*Goal a:* Collect every line of the records below that contains the word "hoverfly", and copy each such line.

*Given passage:*
---------------

From: Lew Pitcher on
On June 16, 2010 18:39, in comp.unix.shell, harryooopotter(a)hotmail.com
wrote:

> On Jun 16, 1:13 pm, Lew Pitcher <lpitc...(a)teksavvy.com> wrote:
> [...]
>> Also, Janis' suggestion of using dd(1) is good. However, dd(1) seems to
>> only recognize two EBCDIC variants, and doesn't specify /which/ variants
>> they are. My guess is EBCDIC-INT and EBCDIC-US, so if you find that your
>> input.txt contains some offbeat EBCDIC (like EBCDIC-JP-KANA, for
>> instance), you are likely going to be out of luck with dd(1).
>
>> Lew Pitcher
>
> This is what the first line look in in hex.
>
> $ head -1 input.txt | od -x
> 0000000 2e2e 5fcc 2e25 c1ce cbca 3fd1 2e3e 2e2e
> 0000020 2e2e 2e2e 2e2e cb2e 2f3f c1f8 ce3e e12e
> 0000040 ce3e 25c1 f83f 2ec1 5fcc 3e25 2ecb 3fcb
> 0000060 f82f 3ec1 2ece c72e c8c8 2ef8 2e2e c4cb
> 0000100 c1c7 2f5f 2ecb 5fcc 0a0d
> 0000112

OK, I can't find any EBCDIC that makes sense from that hex dump. Are you
certain that the file is EBCDIC? How do you know? For that matter, how did
you get the file in the first place?

From the dump, it looks like, perhaps, the data is binary. I see repeating
binary structures there (look for the 5fcc), and the file /might/ be a pure
binary data dump.

FWIW, the od -x (and hexdump -x) show data words with the bytes in reverse
order. This means that your file contains
2e 2e cc 5f 25 2e ce c1 ca cb d1 3f 3e 2e 2e 2e
2e 2e 2e 2e 2e 2e 2e cb 3f 2f f8 c1 3e ce 2e e1
3e ce c1 25 ef f8 c1 2e cc 5f 25 3e cb 2e cb 3f
2f f8 c1 3e ce 2e 2e c7 c8 c8 f8 2e 2e 2e cb c4
c7 c1 5f 2f cb 2e cc 5f 0d 0a

First off, obviously not ASCII: ASCII only carries characters in the 00 - 7f
range, and all those c* and f* characters are outside the range of ASCII.

---------------

*Raw records:*
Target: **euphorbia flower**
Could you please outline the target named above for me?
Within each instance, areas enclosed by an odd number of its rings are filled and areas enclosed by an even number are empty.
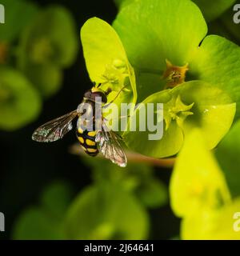
[[[188,0],[132,1],[120,10],[114,27],[136,73],[138,102],[162,102],[166,114],[180,95],[183,105],[192,106],[193,114],[182,122],[165,114],[162,140],[126,134],[129,146],[154,157],[173,155],[195,126],[204,131],[209,148],[216,146],[232,124],[235,102],[240,116],[240,48],[206,36],[203,16]]]
[[[135,102],[137,91],[134,70],[130,64],[122,42],[107,22],[98,18],[86,21],[81,30],[86,65],[90,80],[112,92],[110,102],[122,88],[114,103]]]

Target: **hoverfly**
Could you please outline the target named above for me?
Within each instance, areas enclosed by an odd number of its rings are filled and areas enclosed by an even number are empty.
[[[110,90],[107,91],[102,90],[99,88],[100,85],[101,84],[98,86],[94,86],[91,90],[87,90],[84,94],[82,102],[82,103],[90,104],[94,111],[96,97],[101,97],[102,103],[106,104],[107,95],[111,91]],[[122,89],[118,93],[116,98]],[[105,106],[103,106],[103,107]],[[57,141],[73,129],[72,121],[78,117],[76,135],[84,151],[93,157],[96,156],[99,151],[101,151],[106,158],[110,159],[119,166],[125,167],[127,159],[122,145],[122,138],[115,132],[106,129],[107,125],[104,118],[102,119],[102,125],[101,130],[95,130],[94,126],[91,131],[88,131],[87,130],[84,130],[80,125],[81,122],[78,122],[82,121],[82,114],[78,107],[77,110],[72,112],[53,119],[35,130],[32,135],[32,139],[39,142],[52,142]],[[94,116],[93,116],[93,118],[94,118]]]

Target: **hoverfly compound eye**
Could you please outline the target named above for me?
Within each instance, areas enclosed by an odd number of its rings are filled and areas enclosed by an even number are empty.
[[[84,94],[84,97],[85,98],[90,98],[91,97],[91,94],[92,94],[92,92],[90,90],[87,90],[85,94]]]

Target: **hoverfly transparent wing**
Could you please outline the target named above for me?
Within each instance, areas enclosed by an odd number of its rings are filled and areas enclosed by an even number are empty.
[[[125,167],[127,163],[126,156],[122,146],[122,138],[112,130],[98,131],[96,142],[99,144],[100,151],[104,157],[110,159],[121,167]]]
[[[78,115],[77,110],[53,119],[34,132],[32,139],[38,142],[52,142],[62,138],[72,130],[72,120]]]

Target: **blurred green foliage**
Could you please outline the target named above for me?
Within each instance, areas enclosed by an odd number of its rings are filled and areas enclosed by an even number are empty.
[[[105,159],[83,159],[93,170],[92,185],[74,201],[67,184],[46,187],[40,205],[19,216],[14,239],[147,238],[150,220],[145,208],[167,202],[166,187],[154,177],[152,168],[130,164],[122,170]]]
[[[60,6],[42,9],[25,0],[1,3],[6,22],[0,26],[0,129],[14,130],[34,121],[44,98],[60,89],[62,69],[77,57],[77,29]]]

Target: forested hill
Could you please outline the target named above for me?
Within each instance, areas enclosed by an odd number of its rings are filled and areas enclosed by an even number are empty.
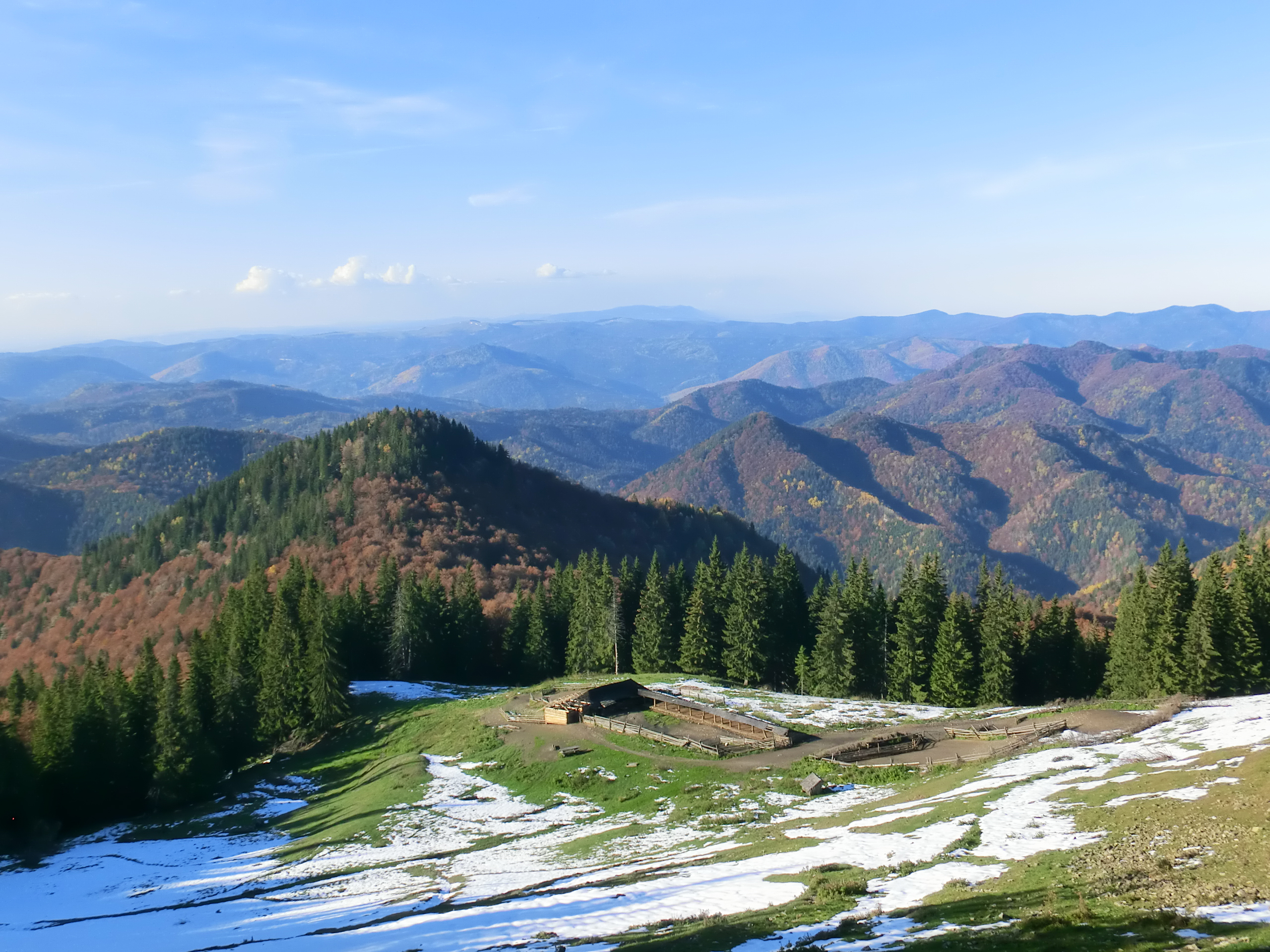
[[[279,433],[160,429],[14,466],[0,480],[0,548],[61,555],[127,532],[199,486],[291,439]],[[44,491],[53,490],[53,491]]]
[[[381,411],[276,447],[83,557],[0,552],[0,677],[99,650],[127,668],[159,633],[163,659],[178,626],[206,627],[227,584],[291,555],[330,590],[372,583],[385,557],[450,584],[471,567],[498,616],[517,581],[536,584],[558,559],[597,550],[646,565],[657,551],[691,567],[715,537],[729,559],[742,546],[776,553],[733,515],[602,495],[429,411]]]

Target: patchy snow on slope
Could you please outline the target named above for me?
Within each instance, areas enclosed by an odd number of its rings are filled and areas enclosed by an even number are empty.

---------------

*Goal b:* From the newsgroup post on the EBCDIC hex dump, reproduce verbatim the passage that opens with the words "OK, I can't" and closes with "the first place?".

*Final result a:*
Target: **hoverfly**
Target: **hoverfly compound eye**
Target: **hoverfly transparent wing**

*Final result b:*
OK, I can't find any EBCDIC that makes sense from that hex dump. Are you
certain that the file is EBCDIC? How do you know? For that matter, how did
you get the file in the first place?